Stored entries

════

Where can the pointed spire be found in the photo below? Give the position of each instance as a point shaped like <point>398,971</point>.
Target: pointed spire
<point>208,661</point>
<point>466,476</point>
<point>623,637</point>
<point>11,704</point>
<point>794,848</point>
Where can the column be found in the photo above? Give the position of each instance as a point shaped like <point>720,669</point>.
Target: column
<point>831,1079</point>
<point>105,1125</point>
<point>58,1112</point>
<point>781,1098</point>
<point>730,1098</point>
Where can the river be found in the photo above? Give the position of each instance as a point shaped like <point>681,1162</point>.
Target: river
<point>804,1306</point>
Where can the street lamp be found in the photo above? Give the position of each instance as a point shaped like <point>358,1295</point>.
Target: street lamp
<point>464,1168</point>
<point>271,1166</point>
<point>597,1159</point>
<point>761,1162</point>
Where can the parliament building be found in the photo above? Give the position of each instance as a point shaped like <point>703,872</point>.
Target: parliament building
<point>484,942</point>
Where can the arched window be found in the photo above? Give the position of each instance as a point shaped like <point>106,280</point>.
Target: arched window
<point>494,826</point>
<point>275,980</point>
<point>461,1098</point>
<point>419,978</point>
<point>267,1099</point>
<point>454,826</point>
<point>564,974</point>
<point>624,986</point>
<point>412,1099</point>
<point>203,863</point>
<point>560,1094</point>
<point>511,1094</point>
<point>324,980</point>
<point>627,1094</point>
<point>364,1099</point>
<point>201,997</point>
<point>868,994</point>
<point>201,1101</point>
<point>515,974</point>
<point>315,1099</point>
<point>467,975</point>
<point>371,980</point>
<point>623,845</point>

════

▸ **TASK PROMPT**:
Set out every record in full, exactly as given.

▸ **WRITTEN RESPONSE**:
Where can the pointed spire be found in the photo below? Give the position of each instance as a point shaped like <point>398,971</point>.
Target: pointed spire
<point>208,661</point>
<point>466,476</point>
<point>623,637</point>
<point>11,704</point>
<point>794,848</point>
Where can the column be found in the photo above? Give the position of each instance as a point shaped like <point>720,669</point>.
Target: column
<point>831,1079</point>
<point>105,1125</point>
<point>58,1112</point>
<point>781,1098</point>
<point>730,1098</point>
Where can the river be found in the photo above? Give the position of each instance as a point shaped like <point>681,1162</point>.
Target: river
<point>804,1306</point>
Where can the street lamp be found in the photo above? Give the position of each instance as a point shaped like <point>358,1295</point>.
Target: street lamp
<point>464,1168</point>
<point>271,1166</point>
<point>597,1159</point>
<point>761,1162</point>
Where can the parliament building be found in the photo above? Give the position of each instance as a point shaped like <point>703,872</point>.
Target: parliament building
<point>484,942</point>
Where can the arched window be found in the photo above? Give the position of each instance as a point shaped like <point>106,280</point>.
Target: arched window
<point>494,826</point>
<point>275,980</point>
<point>461,1098</point>
<point>419,978</point>
<point>267,1099</point>
<point>454,826</point>
<point>564,974</point>
<point>624,986</point>
<point>412,1099</point>
<point>203,863</point>
<point>560,1094</point>
<point>511,1094</point>
<point>324,980</point>
<point>627,1094</point>
<point>364,1099</point>
<point>201,997</point>
<point>868,994</point>
<point>201,1101</point>
<point>515,974</point>
<point>315,1099</point>
<point>467,975</point>
<point>371,980</point>
<point>623,845</point>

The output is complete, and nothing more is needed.